• [Exercice écrit]: Pouvez-vous prolonger la chronique ci-dessous consacrée au roman Le Jeu de Richard Laymon, en reprenant juste après sa dernière phrase ?

• [Texte à lire]:
----
Un texte signé Patryck Ficini

Etats-Unis - 1994 - Laymon Richard
Titres alternatifs : In the Dark

chroniques-infernales

Le Jeu

Jusqu’où peut-on aller pour de l’argent ? Que peut-on accepter pour quelques dollars de plus, ou plutôt pour un joli paquet de dollars ? En participant à un jeu dirigé par un mystérieux inconnu, Jane, une bibliothécaire à la vie paisible et solitaire, va risquer gros. Par exemple, sa dignité, sa vie et celle de ceux qu’elle apprendra à aimer.
Richard Laymon fut sans doute l’un des plus grands auteurs américains d’horreur, avec Jack Ketchum, publiés dans la collection Gore du Fleuve Noir. Les adaptations de ses romans avaient beau être généralement tronquées pour des raisons de calibrage (Gore, c’était 150 pages, et c’est tout), elles n’en marquèrent pas moins les esprits des fans. Parfois décrit comme un splatterpunk, parfois comparé à une sorte de Stephen King de l’extrême, Richard Laymon s’est vu offrir d’autres chances de conquérir le lectorat français par la suite : Rivages, Lefrancq puis Bragelonne/Milady s’y sont mis tour à tour avec des traductions sans doute plus respectueuses du matériau original.
----
• [Liste des entrées]:
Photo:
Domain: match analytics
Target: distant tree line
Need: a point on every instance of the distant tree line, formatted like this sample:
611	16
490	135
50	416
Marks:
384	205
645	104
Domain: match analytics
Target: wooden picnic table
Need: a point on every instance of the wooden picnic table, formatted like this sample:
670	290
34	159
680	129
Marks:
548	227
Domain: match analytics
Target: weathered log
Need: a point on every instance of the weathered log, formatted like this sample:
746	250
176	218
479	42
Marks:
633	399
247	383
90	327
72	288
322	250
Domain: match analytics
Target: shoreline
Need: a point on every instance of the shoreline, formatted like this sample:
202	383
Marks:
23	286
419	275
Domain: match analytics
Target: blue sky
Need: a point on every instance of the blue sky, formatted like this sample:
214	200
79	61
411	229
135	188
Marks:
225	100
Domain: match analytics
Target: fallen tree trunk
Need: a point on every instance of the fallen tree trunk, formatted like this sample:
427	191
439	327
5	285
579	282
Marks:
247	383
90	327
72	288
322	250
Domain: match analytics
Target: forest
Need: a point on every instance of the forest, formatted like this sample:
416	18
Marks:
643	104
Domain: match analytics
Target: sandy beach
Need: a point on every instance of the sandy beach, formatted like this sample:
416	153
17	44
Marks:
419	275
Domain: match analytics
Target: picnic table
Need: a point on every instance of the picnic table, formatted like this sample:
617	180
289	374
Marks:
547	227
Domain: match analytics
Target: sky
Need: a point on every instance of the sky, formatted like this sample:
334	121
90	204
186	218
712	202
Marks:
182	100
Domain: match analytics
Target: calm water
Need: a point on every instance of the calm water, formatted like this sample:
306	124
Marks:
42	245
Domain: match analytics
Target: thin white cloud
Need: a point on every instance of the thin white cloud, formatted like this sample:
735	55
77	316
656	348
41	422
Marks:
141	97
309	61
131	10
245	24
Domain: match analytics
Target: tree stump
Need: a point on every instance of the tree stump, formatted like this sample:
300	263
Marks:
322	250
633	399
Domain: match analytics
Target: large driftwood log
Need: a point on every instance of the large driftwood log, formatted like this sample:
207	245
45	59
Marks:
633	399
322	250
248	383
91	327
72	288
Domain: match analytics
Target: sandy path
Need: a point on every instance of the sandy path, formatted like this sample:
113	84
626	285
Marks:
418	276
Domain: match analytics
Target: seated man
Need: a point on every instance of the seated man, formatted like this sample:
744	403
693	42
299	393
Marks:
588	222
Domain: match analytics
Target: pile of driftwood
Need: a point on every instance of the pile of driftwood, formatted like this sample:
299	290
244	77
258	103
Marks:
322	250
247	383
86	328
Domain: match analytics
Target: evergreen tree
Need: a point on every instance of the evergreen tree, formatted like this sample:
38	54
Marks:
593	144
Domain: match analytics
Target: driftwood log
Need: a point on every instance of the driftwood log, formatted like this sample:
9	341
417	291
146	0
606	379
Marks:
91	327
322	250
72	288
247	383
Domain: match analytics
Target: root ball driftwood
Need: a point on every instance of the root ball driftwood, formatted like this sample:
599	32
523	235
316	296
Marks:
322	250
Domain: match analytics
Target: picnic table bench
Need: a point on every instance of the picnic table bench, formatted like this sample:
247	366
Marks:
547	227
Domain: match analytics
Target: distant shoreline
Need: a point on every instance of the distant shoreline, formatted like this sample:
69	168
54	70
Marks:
----
• [Bonne réponse]:
LE JEU, vendu aujourd’hui comme un simple thriller, est en fait un redoutable bouquin horrifique. Ecrit en 1994, précurseur si l’on veut des SAW ou même du PUZZLE de Frank Thilliez, ce roman démarre assez lentement, les premières épreuves imposées à Jane n’ayant rien de compliqué ou de dégradant. C’est pour elle une façon de se faire beaucoup d’argent très rapidement. Le parallèle avec une certaine forme de prostitution est évident. Jane devient rapidement accro au Jeu et surtout à l’argent qui coule à flots, vaguement fascinée/émoustillée par son Maître d’œuvre, et se révèle bientôt prête à tout pour gagner encore plus. Sans porter de jugement de valeur, on pense aussi aux actrices de pornos qui vont toujours plus loin dans l’extrême pour s’enrichir, mais aussi, pourquoi pas, aux candidats de jeux télé douteux prêts à toutes les compromissions. Ou encore aux employés qui multiplient les courbettes devant leur patron pour promotion et augmentation. A chacun sa métaphore.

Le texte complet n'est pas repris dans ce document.